## Records for this task
╭──
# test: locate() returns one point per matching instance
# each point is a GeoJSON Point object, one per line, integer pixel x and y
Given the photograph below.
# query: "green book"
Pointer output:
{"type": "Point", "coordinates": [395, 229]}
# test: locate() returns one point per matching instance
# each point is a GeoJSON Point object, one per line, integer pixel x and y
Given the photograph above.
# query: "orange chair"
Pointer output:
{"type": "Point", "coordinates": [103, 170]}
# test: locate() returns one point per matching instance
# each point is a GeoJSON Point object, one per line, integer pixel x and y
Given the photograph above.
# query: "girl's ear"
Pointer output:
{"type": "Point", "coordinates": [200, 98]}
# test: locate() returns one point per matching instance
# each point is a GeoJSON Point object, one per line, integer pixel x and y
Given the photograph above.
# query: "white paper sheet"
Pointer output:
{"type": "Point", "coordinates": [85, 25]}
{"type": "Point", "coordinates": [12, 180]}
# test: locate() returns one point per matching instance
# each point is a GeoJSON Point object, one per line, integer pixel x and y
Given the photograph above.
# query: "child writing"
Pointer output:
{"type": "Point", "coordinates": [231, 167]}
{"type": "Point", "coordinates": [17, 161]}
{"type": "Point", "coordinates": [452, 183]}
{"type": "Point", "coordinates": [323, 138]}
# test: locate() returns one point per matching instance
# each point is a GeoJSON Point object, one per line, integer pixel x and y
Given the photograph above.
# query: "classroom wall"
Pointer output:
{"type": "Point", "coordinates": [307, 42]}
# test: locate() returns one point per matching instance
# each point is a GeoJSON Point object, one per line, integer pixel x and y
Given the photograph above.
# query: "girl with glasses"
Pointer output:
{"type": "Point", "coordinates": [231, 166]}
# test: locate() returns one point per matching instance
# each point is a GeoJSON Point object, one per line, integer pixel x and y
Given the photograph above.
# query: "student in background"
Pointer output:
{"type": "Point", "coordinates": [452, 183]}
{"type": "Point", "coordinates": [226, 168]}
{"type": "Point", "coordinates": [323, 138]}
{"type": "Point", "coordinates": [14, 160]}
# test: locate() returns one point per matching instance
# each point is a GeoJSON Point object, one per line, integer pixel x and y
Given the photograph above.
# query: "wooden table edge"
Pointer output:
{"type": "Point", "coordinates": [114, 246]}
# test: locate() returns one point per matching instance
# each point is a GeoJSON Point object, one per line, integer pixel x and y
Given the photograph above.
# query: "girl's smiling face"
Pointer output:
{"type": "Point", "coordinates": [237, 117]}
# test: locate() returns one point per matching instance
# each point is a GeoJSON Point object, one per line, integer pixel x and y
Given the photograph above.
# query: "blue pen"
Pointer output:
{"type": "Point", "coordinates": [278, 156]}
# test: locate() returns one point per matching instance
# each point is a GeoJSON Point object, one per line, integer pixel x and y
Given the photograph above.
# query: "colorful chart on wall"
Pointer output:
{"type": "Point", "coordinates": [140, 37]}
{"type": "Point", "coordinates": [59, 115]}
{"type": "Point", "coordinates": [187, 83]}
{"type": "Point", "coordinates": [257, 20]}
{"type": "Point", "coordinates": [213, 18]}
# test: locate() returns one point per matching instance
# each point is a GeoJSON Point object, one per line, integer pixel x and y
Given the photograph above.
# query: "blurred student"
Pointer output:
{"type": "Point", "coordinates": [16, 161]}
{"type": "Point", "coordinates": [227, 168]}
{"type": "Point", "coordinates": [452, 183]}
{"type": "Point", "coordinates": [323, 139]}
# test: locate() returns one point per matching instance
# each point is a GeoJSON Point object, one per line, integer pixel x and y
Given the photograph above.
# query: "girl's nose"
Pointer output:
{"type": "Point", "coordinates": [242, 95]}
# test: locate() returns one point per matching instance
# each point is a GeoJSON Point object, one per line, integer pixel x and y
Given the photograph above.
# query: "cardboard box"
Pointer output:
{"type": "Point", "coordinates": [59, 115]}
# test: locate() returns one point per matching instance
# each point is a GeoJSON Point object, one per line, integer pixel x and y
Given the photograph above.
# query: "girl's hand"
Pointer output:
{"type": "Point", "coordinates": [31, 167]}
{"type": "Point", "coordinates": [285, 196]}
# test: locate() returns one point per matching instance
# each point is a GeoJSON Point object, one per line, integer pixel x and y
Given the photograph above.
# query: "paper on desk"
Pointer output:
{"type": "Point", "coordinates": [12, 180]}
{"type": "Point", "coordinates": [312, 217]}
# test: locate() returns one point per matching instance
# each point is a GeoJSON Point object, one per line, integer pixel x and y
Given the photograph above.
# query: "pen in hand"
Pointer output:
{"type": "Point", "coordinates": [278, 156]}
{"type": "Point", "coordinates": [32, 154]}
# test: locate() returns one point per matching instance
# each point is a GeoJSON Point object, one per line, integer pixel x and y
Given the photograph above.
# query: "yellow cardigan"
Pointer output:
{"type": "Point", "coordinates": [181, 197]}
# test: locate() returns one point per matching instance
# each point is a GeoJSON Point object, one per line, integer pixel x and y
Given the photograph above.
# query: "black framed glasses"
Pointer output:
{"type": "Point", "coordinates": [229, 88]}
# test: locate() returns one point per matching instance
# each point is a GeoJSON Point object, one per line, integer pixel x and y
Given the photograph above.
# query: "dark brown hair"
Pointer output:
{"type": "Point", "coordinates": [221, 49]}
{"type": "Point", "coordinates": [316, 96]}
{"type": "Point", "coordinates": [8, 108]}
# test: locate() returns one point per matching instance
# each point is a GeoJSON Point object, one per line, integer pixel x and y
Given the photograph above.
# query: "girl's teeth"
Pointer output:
╰──
## Set exercise
Pull out every line of the items above that contains the string "girl", treating uppercase and lowercase as different.

## Task output
# query: "girl's ear"
# query: "girl with glasses"
# query: "girl's smiling face"
# query: "girl's nose"
# query: "girl's hand"
# query: "girl's teeth"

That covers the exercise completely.